[START OF Page extract]

Another idea that sounds great Bev! I keep strips in bundles by width. We did an exchange of 4 1/2 " strips years ago and one of them were cut down for my smaller strips. Diana
Hi Charlotte,
When I first started quilting, 15 years ago, I made miniature quilts. Everyone in our guild gave me scraps and like you, I did sort them in colors. I used a scrap saver ruler and cut my fabric into the various sizes (squares, triangles, rectangles). So I have neat piles of each and they are tied together with a strip of fabric. I wrote the size on the fabric strip.

If the pieces are small or irregular, I use a color, say reds and sew them together to make one piece of fabric. I trim it even and it ends up looking like a crazy piece. Continue until you get the get the size that you want and trim or cut into another shape. This is your new fabric piece to use as regular fabric. For variations, I may add all darks or mix them up. These are perfect for scrappy quilts with "depth" in your "new fabric".

[END OF Page extract]
[START OF Raw data]

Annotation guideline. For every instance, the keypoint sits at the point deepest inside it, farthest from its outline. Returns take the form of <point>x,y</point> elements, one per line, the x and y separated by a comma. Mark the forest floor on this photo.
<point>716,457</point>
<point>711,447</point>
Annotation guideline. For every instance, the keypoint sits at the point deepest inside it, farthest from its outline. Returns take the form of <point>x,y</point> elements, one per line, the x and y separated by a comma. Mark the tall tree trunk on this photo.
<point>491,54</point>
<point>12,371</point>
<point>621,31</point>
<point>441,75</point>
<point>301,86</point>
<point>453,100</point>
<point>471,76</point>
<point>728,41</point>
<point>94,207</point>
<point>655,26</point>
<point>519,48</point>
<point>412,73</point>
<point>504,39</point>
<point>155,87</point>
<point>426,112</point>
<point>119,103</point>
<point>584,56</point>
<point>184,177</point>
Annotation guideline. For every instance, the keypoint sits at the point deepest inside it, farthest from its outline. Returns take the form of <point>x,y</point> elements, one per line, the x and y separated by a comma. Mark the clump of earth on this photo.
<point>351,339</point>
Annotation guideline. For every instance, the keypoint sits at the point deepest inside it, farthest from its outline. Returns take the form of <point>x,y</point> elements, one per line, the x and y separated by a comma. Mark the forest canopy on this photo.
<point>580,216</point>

[END OF Raw data]

- **Description of the task**
In the scrap-quilting posts, rewrite the paragraph beginning "When I first started quilting" as a short bulleted list that keeps its main facts. The records aren't needed for this.

- **Complete answer**
- Started quilting 15 years ago by making miniature quilts.
- Received scraps from everyone in the guild and sorted them by color.
- Cut the fabric with a scrap saver ruler into various sizes: squares, triangles and rectangles.
- Keeps each size in a neat pile tied with a strip of fabric.
- Wrote the size on that fabric strip.